● CONSIGNE
Dans les données ci-dessous, redonnez à l'identique tout ce qui va de la ligne contenant "the duck, one" jusqu'à la ligne contenant "[[109, 130]]", ces deux lignes comprises. Laissez les images de côté.

Données enregistrées:
◆ ◆ ◆ ◆ ◆

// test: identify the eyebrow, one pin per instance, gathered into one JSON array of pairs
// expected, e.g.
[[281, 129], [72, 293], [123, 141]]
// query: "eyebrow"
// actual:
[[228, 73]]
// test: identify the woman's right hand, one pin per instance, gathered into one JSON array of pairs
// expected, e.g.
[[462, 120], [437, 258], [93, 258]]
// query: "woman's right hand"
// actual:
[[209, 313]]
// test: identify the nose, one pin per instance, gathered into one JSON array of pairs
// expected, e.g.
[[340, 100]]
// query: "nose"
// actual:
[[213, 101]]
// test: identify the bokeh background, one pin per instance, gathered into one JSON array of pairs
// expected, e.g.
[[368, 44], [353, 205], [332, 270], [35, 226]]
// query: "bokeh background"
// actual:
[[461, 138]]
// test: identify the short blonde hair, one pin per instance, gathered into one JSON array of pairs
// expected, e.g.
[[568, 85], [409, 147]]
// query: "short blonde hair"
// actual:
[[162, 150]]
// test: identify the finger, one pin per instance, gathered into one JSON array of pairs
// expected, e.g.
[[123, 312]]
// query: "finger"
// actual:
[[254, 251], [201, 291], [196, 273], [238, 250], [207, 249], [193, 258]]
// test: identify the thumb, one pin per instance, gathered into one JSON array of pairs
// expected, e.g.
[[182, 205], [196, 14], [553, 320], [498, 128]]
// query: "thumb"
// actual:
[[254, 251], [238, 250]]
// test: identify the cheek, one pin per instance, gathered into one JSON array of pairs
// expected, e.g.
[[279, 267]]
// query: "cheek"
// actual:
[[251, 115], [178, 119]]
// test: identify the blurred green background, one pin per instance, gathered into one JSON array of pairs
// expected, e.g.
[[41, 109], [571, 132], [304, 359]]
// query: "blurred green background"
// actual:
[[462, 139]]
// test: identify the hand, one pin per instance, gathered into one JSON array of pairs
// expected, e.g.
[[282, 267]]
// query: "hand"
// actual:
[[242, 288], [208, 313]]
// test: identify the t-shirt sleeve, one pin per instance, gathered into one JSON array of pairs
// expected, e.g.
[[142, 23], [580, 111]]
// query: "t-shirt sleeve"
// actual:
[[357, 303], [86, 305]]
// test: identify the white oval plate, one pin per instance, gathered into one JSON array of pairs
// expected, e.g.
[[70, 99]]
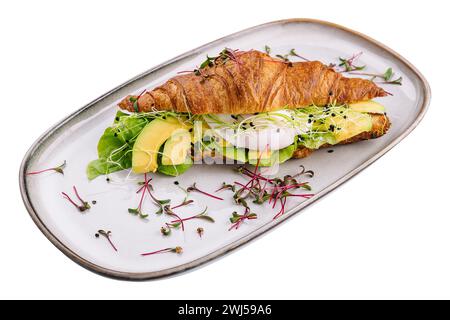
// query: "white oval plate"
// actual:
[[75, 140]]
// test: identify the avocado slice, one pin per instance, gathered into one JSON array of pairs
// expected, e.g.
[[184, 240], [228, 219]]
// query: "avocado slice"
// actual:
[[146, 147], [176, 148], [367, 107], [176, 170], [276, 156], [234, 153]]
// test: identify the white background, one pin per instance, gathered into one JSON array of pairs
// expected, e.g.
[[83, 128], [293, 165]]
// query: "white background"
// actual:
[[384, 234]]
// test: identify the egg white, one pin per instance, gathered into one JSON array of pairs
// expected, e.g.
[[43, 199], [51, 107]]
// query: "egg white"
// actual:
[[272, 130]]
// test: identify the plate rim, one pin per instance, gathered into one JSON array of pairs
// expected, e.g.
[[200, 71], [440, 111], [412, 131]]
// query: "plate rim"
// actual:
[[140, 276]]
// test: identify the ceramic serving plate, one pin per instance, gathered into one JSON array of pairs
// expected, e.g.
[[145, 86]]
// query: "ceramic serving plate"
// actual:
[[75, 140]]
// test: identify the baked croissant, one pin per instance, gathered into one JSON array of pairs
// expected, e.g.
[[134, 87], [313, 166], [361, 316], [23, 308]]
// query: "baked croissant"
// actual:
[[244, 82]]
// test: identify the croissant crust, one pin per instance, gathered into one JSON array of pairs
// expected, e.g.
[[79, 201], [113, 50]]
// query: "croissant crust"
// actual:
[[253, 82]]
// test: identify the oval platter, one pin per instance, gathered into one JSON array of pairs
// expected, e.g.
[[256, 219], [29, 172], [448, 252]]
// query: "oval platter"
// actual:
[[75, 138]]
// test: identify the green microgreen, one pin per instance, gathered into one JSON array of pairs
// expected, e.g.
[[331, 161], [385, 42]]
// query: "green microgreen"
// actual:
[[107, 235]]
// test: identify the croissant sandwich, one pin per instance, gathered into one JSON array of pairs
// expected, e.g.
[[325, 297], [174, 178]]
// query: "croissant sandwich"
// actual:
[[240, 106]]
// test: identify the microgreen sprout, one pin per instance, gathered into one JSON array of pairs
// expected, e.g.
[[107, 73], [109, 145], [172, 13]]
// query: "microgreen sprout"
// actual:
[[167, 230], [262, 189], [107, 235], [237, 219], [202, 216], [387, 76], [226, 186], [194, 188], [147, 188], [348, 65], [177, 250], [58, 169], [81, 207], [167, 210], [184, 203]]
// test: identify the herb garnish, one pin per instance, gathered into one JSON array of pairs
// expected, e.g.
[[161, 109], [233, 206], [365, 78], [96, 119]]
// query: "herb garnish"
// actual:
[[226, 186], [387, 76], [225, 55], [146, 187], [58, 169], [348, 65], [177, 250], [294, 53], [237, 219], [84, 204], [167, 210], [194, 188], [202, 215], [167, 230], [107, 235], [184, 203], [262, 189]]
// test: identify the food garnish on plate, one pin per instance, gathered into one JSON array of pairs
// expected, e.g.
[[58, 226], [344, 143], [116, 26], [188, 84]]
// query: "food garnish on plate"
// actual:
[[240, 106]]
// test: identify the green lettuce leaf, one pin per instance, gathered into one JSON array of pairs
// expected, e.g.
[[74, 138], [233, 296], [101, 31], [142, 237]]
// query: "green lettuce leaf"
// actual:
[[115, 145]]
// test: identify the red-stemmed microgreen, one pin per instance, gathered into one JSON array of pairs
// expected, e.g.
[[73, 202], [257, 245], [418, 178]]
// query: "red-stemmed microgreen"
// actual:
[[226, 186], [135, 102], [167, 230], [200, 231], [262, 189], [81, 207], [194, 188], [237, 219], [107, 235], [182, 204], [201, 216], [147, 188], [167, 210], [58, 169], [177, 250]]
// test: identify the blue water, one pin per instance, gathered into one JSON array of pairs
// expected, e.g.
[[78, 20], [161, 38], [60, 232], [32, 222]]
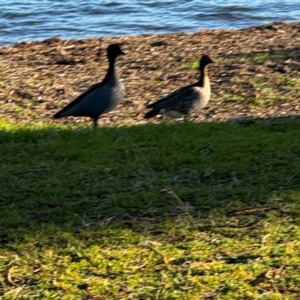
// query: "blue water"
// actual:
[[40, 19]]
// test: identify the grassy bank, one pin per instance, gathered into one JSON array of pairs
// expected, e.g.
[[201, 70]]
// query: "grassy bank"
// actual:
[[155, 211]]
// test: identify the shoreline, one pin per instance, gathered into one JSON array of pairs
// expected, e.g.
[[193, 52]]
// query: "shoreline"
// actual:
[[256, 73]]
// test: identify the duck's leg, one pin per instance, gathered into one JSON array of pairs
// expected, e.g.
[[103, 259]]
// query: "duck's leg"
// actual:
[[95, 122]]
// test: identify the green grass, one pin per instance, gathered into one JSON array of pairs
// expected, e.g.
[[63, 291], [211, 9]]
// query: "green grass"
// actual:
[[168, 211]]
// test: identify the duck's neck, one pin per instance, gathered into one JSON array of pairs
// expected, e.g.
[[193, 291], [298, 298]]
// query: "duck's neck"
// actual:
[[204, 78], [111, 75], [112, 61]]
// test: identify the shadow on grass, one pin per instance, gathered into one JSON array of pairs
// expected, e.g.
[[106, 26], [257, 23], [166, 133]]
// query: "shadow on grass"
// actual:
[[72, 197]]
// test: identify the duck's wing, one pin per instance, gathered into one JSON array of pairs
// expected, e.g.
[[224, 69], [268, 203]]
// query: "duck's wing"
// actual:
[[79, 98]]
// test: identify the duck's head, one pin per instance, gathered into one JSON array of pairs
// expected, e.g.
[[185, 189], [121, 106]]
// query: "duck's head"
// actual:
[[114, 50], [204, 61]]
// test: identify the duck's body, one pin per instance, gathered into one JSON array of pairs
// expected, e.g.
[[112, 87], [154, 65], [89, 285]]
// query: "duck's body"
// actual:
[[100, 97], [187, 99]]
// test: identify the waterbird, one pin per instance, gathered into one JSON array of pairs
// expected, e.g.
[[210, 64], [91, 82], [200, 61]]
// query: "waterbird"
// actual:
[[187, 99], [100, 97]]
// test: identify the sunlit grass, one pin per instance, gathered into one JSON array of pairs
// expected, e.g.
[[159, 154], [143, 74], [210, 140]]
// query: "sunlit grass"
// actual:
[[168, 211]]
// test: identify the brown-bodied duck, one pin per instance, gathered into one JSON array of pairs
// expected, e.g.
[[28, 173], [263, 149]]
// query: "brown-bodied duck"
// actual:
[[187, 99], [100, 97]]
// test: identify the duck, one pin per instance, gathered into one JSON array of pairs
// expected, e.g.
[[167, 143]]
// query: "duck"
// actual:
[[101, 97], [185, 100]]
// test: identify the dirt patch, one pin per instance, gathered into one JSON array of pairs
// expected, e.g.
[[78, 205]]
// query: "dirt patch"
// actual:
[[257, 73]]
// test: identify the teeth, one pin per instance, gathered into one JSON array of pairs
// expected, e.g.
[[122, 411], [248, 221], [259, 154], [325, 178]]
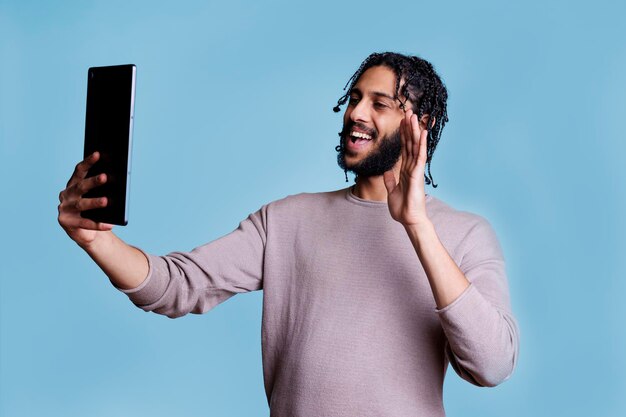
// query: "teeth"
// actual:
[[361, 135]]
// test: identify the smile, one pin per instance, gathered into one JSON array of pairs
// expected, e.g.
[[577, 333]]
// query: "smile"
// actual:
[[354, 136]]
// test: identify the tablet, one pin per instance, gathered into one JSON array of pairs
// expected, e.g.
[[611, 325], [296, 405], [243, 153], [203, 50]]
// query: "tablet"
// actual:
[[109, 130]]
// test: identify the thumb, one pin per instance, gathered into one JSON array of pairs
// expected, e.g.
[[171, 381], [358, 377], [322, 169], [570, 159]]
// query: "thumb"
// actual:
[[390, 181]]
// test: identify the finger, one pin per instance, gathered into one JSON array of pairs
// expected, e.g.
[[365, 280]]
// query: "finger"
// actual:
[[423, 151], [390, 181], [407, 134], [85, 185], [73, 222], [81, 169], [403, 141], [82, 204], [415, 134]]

◆ ◆ ◆ ◆ ◆

● RÉPONSE
// test: identify the duck, one pin per instance, gathered into one JSON array of pairs
// expected, e.g.
[[167, 143]]
// query: "duck"
// actual:
[[101, 97], [185, 100]]
// test: identify the dirt patch, one pin per instance, gathered into one JSON array of pairs
// expected, e.g.
[[78, 205]]
// query: "dirt patch"
// actual:
[[257, 73]]
// test: identify the teeth, one pin per instance, gathered into one JSON array of pairs
// expected, e.g.
[[122, 411], [248, 221], [259, 154], [325, 178]]
// query: "teeth"
// actual:
[[361, 135]]
// test: identify the smile, one pin per instance, gathered into one JSON array of pairs
// expected, e.g.
[[577, 333]]
// query: "smile"
// actual:
[[354, 136]]
// test: identify the tablet, one pin per instance, gathered into one JSON array of pairs
// expected, e.g.
[[611, 325], [296, 405], [243, 153], [203, 50]]
// query: "tablet"
// actual:
[[109, 130]]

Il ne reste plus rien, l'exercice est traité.